• [Daftar Tugas]:
**1.** Menurut kutipan tentang teori fungsionalisme, apa yang membantu peneliti menemukan permasalahan?
**2.** Rangkum kutipan tentang teori fungsionalisme dalam dua kalimat.
**3.** Lanjutkan kutipan tentang teori fungsionalisme mulai dari kalimat terakhirnya.

• [Kutipan untuk Dibaca]:
======

Postulat kedua berarti bahwa item budaya atau aktivitas sosial terstandard itu membberi fungsi positif dalam makna memeberi manfaat dan karena itu diterima oleh masyarakat. Potulat yang ketiga juga terkait dengan yang pertama dan yang kedua. Karena memberi fungsi positif maka item budaya itu diperlukan dan dibutuhkan.
Postulat dalam teori fungsionalisme membantu peneliti menemukan permasalahan. Demikian pula halnya dengan disfungsi. Adakah ditemukan sesuatu yang disfungsi dan bagaimana kebijakan institusi mengatasi tenaga kerja yang ditengarai disfungsinal. Tenaga itu secara umum sudah integrative dan adaptif dengan tugas yang dibebankan kepadanya, namun, seiring perkembangan budaya dan teknologi modern, dipandang ada lubang lubang kekurangan.
Disfungsi juga berarti demikian, seperangkat aturan ini fungsional bagi murid, tetapi disfungsional bagi karyawan administrasi, fungsional bagi karyawan tetapi disfungsional bagi guru, fungsional bagi staf tetapi disfungsional bagi direktur atau sebaliknya, fungsional bagi direktur tetapi disfungsional bagi staf.

Permasalahan lain yang mungkin juga layak diteliti adalah:

1. Kondisi apa yang dihasilkan oleh aktivitas yang telah dikerjakan selama ini yang dapat temukan? Ini persoalan tentang apakah fungsi ini atau itu telah menghasilkan sesuatu?.
2. Ketika proses fungsional tengah berlangsung, kondisi-kondisi apa yang dapat ditemukan? apa ada perubahan, dan pengembangan?

======

• [Entri Data]:
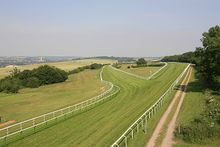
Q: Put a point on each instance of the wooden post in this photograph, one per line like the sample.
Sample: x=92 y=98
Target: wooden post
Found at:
x=126 y=142
x=132 y=134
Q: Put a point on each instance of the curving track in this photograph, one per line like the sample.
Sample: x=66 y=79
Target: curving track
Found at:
x=102 y=125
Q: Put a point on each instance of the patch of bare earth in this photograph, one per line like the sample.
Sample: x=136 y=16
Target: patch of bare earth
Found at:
x=168 y=139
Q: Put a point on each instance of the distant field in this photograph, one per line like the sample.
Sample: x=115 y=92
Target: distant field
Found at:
x=142 y=71
x=103 y=124
x=65 y=65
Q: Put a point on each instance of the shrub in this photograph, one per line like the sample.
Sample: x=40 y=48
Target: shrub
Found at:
x=141 y=62
x=33 y=82
x=32 y=78
x=10 y=85
x=49 y=75
x=96 y=66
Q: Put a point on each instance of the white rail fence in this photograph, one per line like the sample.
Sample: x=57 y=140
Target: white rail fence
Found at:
x=143 y=119
x=32 y=123
x=141 y=77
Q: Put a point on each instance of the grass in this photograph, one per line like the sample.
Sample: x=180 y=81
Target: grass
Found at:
x=65 y=65
x=103 y=124
x=31 y=102
x=193 y=106
x=141 y=71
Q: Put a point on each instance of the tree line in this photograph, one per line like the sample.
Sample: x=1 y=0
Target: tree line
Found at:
x=206 y=58
x=206 y=126
x=43 y=75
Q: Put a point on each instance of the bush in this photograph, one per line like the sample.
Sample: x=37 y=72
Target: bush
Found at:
x=96 y=66
x=10 y=85
x=141 y=62
x=33 y=82
x=32 y=78
x=79 y=69
x=49 y=75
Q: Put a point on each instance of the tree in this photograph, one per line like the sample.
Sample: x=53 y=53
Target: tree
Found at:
x=209 y=54
x=141 y=62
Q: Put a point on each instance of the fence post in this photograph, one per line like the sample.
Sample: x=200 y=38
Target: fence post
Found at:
x=126 y=142
x=145 y=126
x=132 y=134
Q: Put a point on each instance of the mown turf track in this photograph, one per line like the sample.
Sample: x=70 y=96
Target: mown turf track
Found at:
x=102 y=125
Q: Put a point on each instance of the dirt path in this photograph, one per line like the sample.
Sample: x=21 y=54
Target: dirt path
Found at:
x=167 y=141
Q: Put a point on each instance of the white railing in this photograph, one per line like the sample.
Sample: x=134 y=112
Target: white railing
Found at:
x=142 y=120
x=138 y=76
x=43 y=119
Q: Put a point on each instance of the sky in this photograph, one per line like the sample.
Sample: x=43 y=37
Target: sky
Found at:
x=104 y=27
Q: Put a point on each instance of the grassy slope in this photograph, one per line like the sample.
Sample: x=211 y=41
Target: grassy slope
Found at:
x=102 y=125
x=65 y=65
x=35 y=101
x=192 y=107
x=142 y=71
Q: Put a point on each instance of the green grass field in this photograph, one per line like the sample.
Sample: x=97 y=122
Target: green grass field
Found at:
x=193 y=106
x=31 y=102
x=103 y=124
x=141 y=71
x=65 y=65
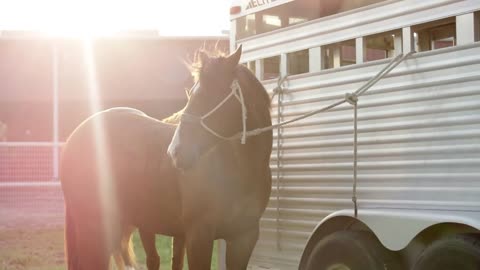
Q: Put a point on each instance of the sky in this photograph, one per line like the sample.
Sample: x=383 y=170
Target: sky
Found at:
x=104 y=17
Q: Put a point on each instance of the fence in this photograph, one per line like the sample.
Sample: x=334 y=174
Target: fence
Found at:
x=30 y=193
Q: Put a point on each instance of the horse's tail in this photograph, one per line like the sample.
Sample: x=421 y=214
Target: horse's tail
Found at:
x=84 y=245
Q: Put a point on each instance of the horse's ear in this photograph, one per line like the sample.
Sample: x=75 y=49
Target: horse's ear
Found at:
x=234 y=58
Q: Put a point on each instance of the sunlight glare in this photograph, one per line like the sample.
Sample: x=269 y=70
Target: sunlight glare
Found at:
x=106 y=184
x=93 y=18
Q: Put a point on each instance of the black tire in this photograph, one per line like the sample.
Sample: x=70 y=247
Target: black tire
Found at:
x=459 y=252
x=350 y=251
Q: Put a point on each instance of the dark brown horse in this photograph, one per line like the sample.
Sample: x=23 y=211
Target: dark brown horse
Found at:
x=116 y=175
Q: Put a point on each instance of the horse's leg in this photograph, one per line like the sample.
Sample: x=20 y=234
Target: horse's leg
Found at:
x=148 y=241
x=178 y=252
x=199 y=240
x=239 y=249
x=84 y=245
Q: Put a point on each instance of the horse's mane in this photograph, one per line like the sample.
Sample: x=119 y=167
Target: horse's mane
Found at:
x=174 y=118
x=247 y=80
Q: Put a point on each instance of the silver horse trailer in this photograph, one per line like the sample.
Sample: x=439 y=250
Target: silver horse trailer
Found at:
x=415 y=177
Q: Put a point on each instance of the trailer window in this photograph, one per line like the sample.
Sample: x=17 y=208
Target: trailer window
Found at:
x=435 y=35
x=297 y=62
x=250 y=65
x=339 y=54
x=271 y=67
x=245 y=26
x=292 y=13
x=382 y=45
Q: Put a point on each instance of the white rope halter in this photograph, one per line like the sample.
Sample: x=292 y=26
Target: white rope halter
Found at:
x=351 y=98
x=237 y=93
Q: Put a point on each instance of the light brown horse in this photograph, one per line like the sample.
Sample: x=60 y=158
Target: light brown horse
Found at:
x=116 y=175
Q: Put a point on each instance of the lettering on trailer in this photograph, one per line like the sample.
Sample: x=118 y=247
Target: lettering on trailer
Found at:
x=258 y=3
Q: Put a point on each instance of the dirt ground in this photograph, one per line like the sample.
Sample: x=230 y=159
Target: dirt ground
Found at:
x=31 y=231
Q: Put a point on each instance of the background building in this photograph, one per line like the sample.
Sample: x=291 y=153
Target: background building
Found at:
x=139 y=70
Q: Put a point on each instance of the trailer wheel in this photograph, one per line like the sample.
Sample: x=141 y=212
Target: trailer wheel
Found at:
x=457 y=252
x=348 y=250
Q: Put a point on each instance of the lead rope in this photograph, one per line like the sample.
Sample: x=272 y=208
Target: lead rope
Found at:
x=279 y=92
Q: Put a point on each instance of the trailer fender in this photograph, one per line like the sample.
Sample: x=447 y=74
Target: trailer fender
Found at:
x=394 y=228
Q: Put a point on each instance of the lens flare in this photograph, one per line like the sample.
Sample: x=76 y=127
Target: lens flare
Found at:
x=108 y=200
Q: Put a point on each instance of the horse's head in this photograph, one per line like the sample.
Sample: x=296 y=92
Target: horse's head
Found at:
x=213 y=110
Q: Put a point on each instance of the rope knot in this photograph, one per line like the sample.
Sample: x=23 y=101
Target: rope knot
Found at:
x=351 y=98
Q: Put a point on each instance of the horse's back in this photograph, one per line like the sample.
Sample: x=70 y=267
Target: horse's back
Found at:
x=118 y=143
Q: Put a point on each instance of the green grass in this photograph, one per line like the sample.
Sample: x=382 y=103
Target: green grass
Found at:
x=42 y=249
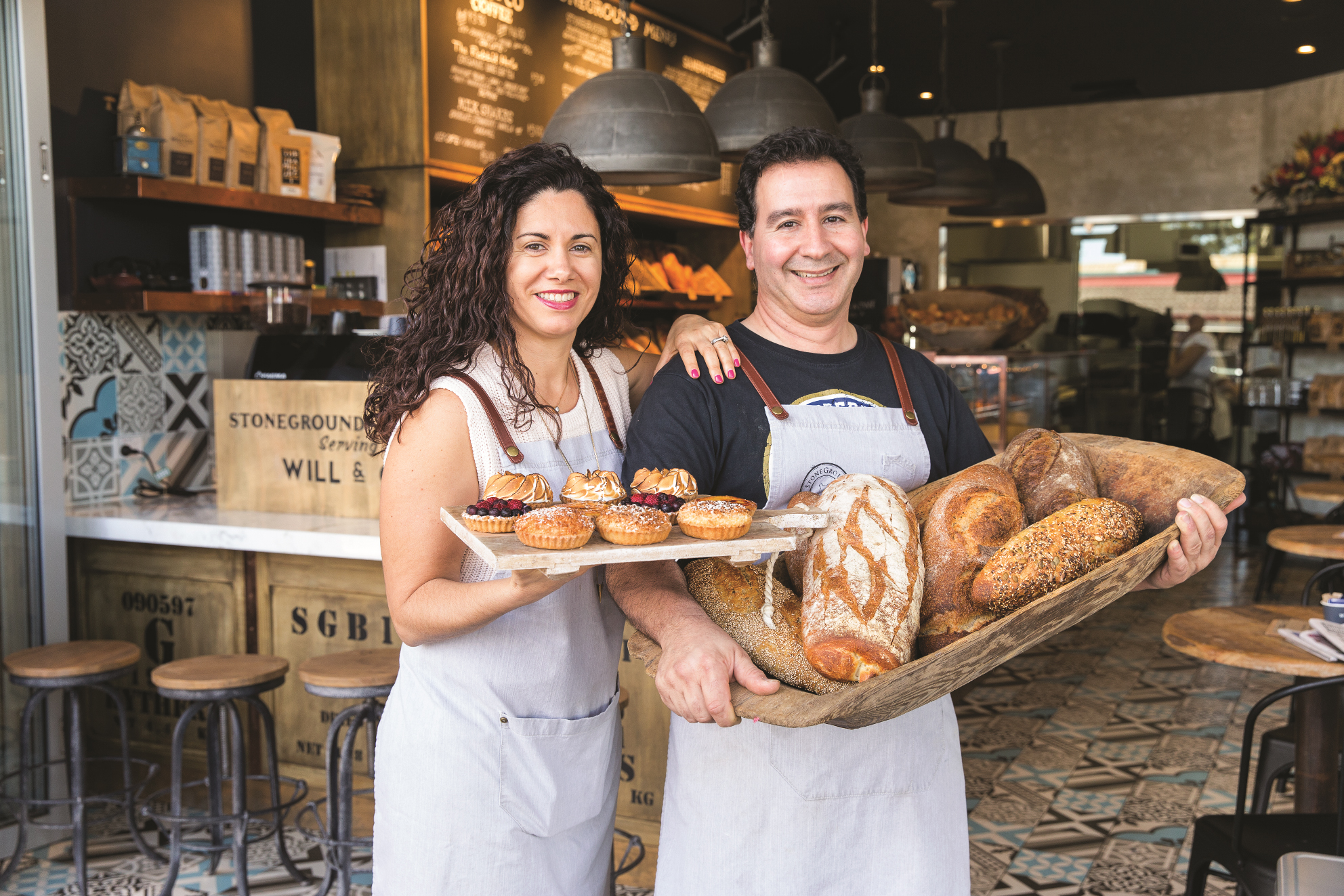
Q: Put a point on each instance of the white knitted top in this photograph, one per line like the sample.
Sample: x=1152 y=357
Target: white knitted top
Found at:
x=486 y=370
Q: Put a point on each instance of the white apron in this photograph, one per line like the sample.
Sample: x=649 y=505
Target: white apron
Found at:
x=499 y=750
x=761 y=809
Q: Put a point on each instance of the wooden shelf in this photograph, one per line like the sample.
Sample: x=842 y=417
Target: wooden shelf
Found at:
x=202 y=304
x=175 y=191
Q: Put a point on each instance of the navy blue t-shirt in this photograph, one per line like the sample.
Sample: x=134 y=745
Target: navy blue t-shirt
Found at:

======

• [Jawaban per Tugas]:
**1.** Postulat dalam teori fungsionalisme membantu peneliti menemukan permasalahan.

**2.** Item budaya yang memberi fungsi positif diterima serta dibutuhkan oleh masyarakat, dan postulat teori fungsionalisme beserta konsep disfungsi membantu peneliti menemukan permasalahan. Seperangkat aturan dapat fungsional bagi satu pihak tetapi disfungsional bagi pihak lain, dan permasalahan lain yang layak diteliti mencakup kondisi yang dihasilkan oleh aktivitas selama ini serta kondisi yang ditemukan saat proses fungsional berlangsung.

**3.**
3. Di samping perubahan dan pengembangan, masalah lain yang dapat diteliti saat proses fungsional berlangsung adalah prasyarat fungsional yang terkait dengan tenaga; tenaga pendidik dan tenaga administrasi. Apakah semua tenaga menunaikan tugas fungsionalnya memenuhi norma yang berlaku? Apakah integrasi normatifnya dapat diukur? Apakah integrasi fungsionalnya dapat dikukur. Misal, secara normatif ditetapkan bahwa tatap muka satu pelajaran dalam satu semester 15 kali. Apakah kualitas integrasi guru terhadap norma tatap muka ini terpenuhi? Apakah ada yang kurang integratif? Demikian pula dengan integrasi fungsional yang mencakup di dalamnya kualitas ajar atau materi ajar? Masalah integrasi, adaptasi adjustment tidak hanya sebatas untuk meneliti tenaga pendidik melainkan juga dapat digunakan untuk meneliti tenaga administrasi Apakah kualitas adjusment atau adaptive dalam sebuah struktur sosial dapat memenuhi kebutuhan dan kepentingan struktur dan masyarakat

4. Apakah ada program unggulan? sebagai keistimewaan atau ciri khas dari lembaga ini? Apa dapat diukur kualiats unggulannya? Apakah prasyarat fungsional terpenuhi dalam program unggulan?

5. Tentang teori strukturasi. Teori ini digagas oleh Anthony Giddens dalam bukunya “ Central Problems in Social Theory” .Teori ini mengkaji atau meneliti “structural properties” yakni segala sesuatu yang melekat atau menjadi milik struktur dan menekankan perhatiannya lebih kepada . rules dan resource. Rules adalah aturan-atursn yang dimiliki oleh sebuah struktur, sedangkan resource menunjuk kepada power, otoritas, dominasi, legitimasi, alokasi, penempatan sdm secara tepat, jaringan kerja, yakni segala hak milik yang melekat dalam suatu struktur. Menurut teori ini, ruler dan resources digunakan oleh para pelaku dalam proses reproduksi sosial yakni melalui interaksi, iterrelasi dan atau interdependensi satu dengan lainnya. Giddens mengnalisis structural properties antara lain rules, interaksi, modalitas sanksi, skema penafsiran, power, dominasi, ideologi, peranan, perubahan, historisitas, jaringan kerja. Analisis ini juga dilengkapi dengan penjelasan secukupnya.



6. Pengayaan wawasan
.

. Struktur konkrit, analitik, ideal dan aktual, institusi.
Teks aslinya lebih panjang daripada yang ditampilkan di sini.